━━━━━ Task inputs
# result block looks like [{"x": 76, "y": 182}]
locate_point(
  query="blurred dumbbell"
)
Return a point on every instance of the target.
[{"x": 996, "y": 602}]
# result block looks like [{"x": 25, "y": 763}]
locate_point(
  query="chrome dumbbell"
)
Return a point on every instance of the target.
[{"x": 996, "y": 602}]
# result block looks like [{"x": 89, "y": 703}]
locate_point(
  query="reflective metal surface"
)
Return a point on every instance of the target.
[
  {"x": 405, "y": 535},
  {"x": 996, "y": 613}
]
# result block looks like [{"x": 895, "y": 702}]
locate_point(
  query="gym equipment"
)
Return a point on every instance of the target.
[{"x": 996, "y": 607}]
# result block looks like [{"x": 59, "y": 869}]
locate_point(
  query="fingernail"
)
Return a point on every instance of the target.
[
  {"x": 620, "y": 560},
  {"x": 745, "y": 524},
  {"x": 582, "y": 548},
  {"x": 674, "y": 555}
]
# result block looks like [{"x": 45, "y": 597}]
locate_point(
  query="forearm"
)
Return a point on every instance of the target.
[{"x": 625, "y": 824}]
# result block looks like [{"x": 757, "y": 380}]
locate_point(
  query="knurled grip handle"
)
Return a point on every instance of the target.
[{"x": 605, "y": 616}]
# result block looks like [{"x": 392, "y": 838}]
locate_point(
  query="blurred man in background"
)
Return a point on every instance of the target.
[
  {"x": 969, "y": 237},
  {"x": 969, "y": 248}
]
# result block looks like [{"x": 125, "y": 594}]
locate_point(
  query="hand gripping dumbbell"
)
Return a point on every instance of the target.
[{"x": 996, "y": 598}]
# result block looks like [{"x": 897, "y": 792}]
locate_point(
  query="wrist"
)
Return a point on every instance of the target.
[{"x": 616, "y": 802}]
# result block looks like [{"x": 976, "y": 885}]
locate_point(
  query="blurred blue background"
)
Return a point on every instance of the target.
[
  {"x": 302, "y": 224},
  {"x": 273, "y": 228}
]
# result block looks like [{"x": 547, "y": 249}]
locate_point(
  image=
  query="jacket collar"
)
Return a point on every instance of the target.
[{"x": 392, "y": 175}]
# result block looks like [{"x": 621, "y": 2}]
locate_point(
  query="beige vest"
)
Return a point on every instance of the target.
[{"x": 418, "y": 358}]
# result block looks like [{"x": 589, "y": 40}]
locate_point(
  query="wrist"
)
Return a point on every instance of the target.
━━━━━━━━━━
Your goal: Recopy all of the records verbatim.

Answer to this exercise:
# result block looks like [{"x": 76, "y": 182}]
locate_point(
  query="blurred dumbbell"
)
Return a point on every instance of the target.
[{"x": 996, "y": 602}]
# result block looks like [{"x": 25, "y": 763}]
locate_point(
  query="chrome dumbbell"
)
Return a point on every instance of the target.
[{"x": 996, "y": 602}]
# result block looks like [{"x": 89, "y": 703}]
locate_point(
  query="reflective metal surface"
)
Return a point on every instance of the target.
[
  {"x": 405, "y": 535},
  {"x": 996, "y": 613}
]
# result block looks like [{"x": 895, "y": 702}]
locate_point(
  query="gym equipment"
)
Return a point on every instance of the target.
[{"x": 996, "y": 607}]
# result block looks like [{"x": 59, "y": 869}]
locate_point(
  query="fingernail"
)
Return a point on every instance of the target.
[
  {"x": 620, "y": 560},
  {"x": 745, "y": 524},
  {"x": 582, "y": 548},
  {"x": 674, "y": 555}
]
# result block looks like [{"x": 45, "y": 597}]
locate_point(
  query="forearm"
)
Return a point on every instance of the target.
[{"x": 625, "y": 824}]
# result block looks like [{"x": 757, "y": 380}]
locate_point(
  query="knurled grip handle"
)
Return a point on every instance of the target.
[{"x": 605, "y": 616}]
# result block looks like [{"x": 392, "y": 838}]
locate_point(
  query="blurred man in background"
)
Return a point on every instance of the target.
[
  {"x": 969, "y": 237},
  {"x": 969, "y": 248}
]
# result block looks like [{"x": 125, "y": 594}]
locate_point(
  query="hand gripping dumbbell"
)
Return a point on every instance of the target.
[{"x": 996, "y": 598}]
# result block looks like [{"x": 897, "y": 792}]
locate_point(
  query="wrist"
)
Return a point on every instance of the target.
[{"x": 616, "y": 802}]
# result block looks like [{"x": 976, "y": 885}]
locate_point(
  query="blurred blue background"
)
Return a point on every instance of the target.
[
  {"x": 302, "y": 224},
  {"x": 273, "y": 228}
]
# result block looks like [{"x": 547, "y": 249}]
locate_point(
  image=
  query="jacket collar"
)
Return a point on every instance of the target.
[{"x": 392, "y": 175}]
# result block looks like [{"x": 621, "y": 2}]
locate_point(
  query="beige vest"
)
Return a point on every instance of the target.
[{"x": 418, "y": 358}]
# result block looks like [{"x": 589, "y": 40}]
locate_point(
  query="wrist"
)
Return a point on every instance of the target.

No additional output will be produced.